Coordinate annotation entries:
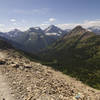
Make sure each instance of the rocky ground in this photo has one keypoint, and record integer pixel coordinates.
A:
(32, 81)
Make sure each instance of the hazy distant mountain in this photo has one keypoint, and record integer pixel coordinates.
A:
(95, 29)
(76, 54)
(34, 39)
(54, 31)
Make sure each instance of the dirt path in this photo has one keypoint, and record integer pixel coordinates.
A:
(33, 81)
(5, 92)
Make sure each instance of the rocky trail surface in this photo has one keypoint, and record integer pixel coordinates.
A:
(22, 79)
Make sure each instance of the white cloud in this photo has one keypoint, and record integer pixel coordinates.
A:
(13, 20)
(52, 19)
(32, 11)
(2, 25)
(85, 24)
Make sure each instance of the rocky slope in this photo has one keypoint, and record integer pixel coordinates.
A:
(29, 80)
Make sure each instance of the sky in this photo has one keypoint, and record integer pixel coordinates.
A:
(23, 14)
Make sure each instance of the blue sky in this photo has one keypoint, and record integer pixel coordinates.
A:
(64, 13)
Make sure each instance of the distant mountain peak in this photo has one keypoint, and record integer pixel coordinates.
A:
(78, 30)
(35, 29)
(53, 29)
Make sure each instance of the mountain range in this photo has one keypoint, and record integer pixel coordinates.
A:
(76, 53)
(35, 39)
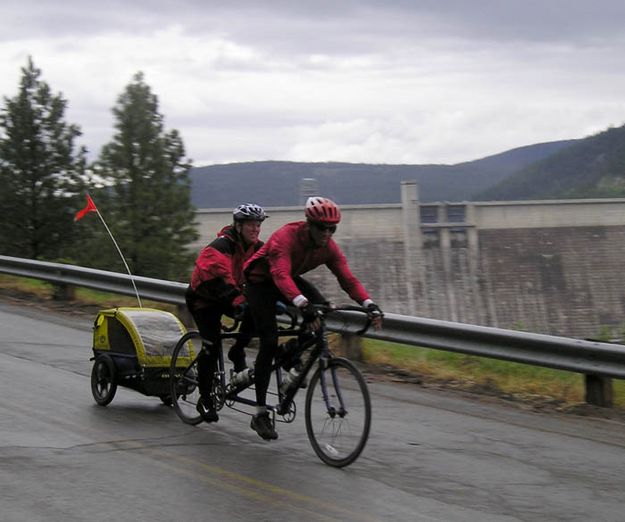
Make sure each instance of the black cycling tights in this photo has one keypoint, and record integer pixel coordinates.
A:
(208, 321)
(262, 298)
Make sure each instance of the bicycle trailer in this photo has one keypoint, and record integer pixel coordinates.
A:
(132, 347)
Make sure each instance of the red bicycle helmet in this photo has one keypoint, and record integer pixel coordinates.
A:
(322, 210)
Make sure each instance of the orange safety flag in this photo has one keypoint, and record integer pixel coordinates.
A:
(89, 208)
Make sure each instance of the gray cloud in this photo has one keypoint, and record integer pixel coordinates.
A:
(381, 81)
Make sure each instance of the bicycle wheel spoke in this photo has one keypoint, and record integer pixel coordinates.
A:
(338, 413)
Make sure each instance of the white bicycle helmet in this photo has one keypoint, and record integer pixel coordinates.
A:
(249, 212)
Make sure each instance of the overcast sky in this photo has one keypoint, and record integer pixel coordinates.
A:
(390, 81)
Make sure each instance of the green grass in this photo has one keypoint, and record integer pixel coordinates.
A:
(83, 296)
(468, 371)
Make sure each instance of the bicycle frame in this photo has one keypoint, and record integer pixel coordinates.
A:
(337, 405)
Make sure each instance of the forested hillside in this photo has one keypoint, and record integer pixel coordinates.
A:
(276, 183)
(592, 167)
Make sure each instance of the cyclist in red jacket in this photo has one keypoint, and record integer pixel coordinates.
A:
(215, 290)
(274, 274)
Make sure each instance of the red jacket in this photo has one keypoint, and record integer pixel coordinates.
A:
(290, 252)
(218, 272)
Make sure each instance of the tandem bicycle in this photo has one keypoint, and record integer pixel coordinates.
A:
(337, 406)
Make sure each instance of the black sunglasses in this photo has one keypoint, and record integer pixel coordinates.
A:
(323, 228)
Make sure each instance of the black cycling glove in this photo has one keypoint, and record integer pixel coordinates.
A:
(373, 310)
(309, 313)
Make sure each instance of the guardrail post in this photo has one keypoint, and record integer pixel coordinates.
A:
(185, 316)
(599, 390)
(351, 346)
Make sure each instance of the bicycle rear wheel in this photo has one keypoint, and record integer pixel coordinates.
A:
(338, 413)
(183, 378)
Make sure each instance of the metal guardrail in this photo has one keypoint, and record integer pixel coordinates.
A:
(593, 359)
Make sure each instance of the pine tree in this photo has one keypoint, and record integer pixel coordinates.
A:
(41, 171)
(150, 210)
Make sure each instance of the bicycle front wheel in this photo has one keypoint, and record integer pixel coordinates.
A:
(338, 413)
(183, 378)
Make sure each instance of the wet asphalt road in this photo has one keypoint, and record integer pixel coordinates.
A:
(432, 455)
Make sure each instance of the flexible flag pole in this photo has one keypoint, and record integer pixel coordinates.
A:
(90, 207)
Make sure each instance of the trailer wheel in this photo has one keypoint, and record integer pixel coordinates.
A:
(103, 385)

▸ Given problem
Print from the line containing "Make sure each instance of the pine" to the last line above, exactly as written.

▸ Output of the task
Make sure each instance of the pine tree in this photo has one keypoint, and record integer pixel coordinates.
A:
(41, 171)
(150, 210)
Make sure each instance of the bicycle front wheel in this photo has one keypoint, and record integer pixel coordinates.
A:
(338, 413)
(183, 378)
Make sure each instance of the wet asphalt road in this photo has one keypoint, and record integer pixel coordinates.
A:
(432, 455)
Make sure each instance of the flexible flag pole in this photo has one keypoint, and record integer pixel coordinates.
A:
(90, 207)
Make sure each instance of the trailer wheel in this photo has one keypoint, and record integer pixel coordinates.
A:
(103, 385)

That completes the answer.